* Passage to read:
◇ ◇ ◇ ◇ ◇

As the world battles the COVID-19 pandemic and law enforcement finds itself directed towards public health measures, the United Nations Interregional Crime and Justice Research Institute (UNICRI) has pointed out that one of the key challenges nations face relate to criminal enterprises taking advantage of the crisis to jeopardize governmental responses as well as destabilize citizen safety. This poses a direct threat to global security.
The United Nations Convention against Transnational Organized Crime (UNTOC) defines and describes an organized criminal group as a continuing criminal enterprise working in a structure to profit financially through serious crimes. UNTOC further describes transnational crimes as crimes committed across national borders or having been committed through criminal groups operating in multi-country scenario.
Transnational Organized Crime (TOC) poses risks to global security, stability and development. As these groups expand their foothold, they also adopt new techniques that can impact public safety but also have regional destabilizing effects. Moreover, these groups easily put their foothold in countries with weak rule of law and those with high levels of public corruption.
A 2011 Strategy to Combat Transnational Organized Crime released by the US National Security Council explained that the nexus between TOC groups and corrupt elements of government threatens economic and democratic institutions of countries. The report highlighted how these groups further get involved in political processes through direct bribery, or having their members run for office and infiltrate financial and security sectors. The infiltration of TOC groups into such sectors potentially threatens the security of a nation as these groups may build alliances with foreign intelligence services and act in concert with them to bring down the rule of law.
Activities of these transnational groups go well into the realm of human trafficking, drug trafficking, weapons and explosives trafficking, counterfeit goods, wildlife crimes, money laundering, extortion and blackmail, falsified medical goods, art, amongst others.
A recent blog by the Organization for Security and Co-operation in Europe (OSCE) highlights how organized crime groups are currently taking advantage of the current COVID-19 pandemic fear to sell counterfeit medical products and in places where such groups have infiltrated the health sector, they are attempting to divert public healthcare funds, thus risking public health and safety. A 2017 study by the World Health Organization had observed that in low and middle-income countries, 1 in 10 medical products are “substandard or falsified”.

◇ ◇ ◇ ◇ ◇

* Material supplied:
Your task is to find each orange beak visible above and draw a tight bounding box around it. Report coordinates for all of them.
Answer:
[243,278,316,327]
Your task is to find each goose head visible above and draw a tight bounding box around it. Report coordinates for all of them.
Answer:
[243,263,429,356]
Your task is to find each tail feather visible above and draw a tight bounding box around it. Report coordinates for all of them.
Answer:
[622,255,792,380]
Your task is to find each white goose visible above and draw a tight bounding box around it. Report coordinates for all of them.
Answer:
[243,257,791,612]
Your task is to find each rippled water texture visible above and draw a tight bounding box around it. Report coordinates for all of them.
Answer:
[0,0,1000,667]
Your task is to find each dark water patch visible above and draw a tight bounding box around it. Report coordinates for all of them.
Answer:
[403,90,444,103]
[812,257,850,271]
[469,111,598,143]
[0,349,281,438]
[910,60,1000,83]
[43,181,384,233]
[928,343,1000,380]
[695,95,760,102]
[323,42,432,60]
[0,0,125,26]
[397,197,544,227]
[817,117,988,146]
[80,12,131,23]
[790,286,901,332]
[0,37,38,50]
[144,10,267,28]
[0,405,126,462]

◇ ◇ ◇ ◇ ◇

* Exercise prompt: Reproduce the passage on transnational organized crime word for word, everything from "A 2011 Strategy" down to "rule of law.".

* Task response:
A 2011 Strategy to Combat Transnational Organized Crime released by the US National Security Council explained that the nexus between TOC groups and corrupt elements of government threatens economic and democratic institutions of countries. The report highlighted how these groups further get involved in political processes through direct bribery, or having their members run for office and infiltrate financial and security sectors. The infiltration of TOC groups into such sectors potentially threatens the security of a nation as these groups may build alliances with foreign intelligence services and act in concert with them to bring down the rule of law.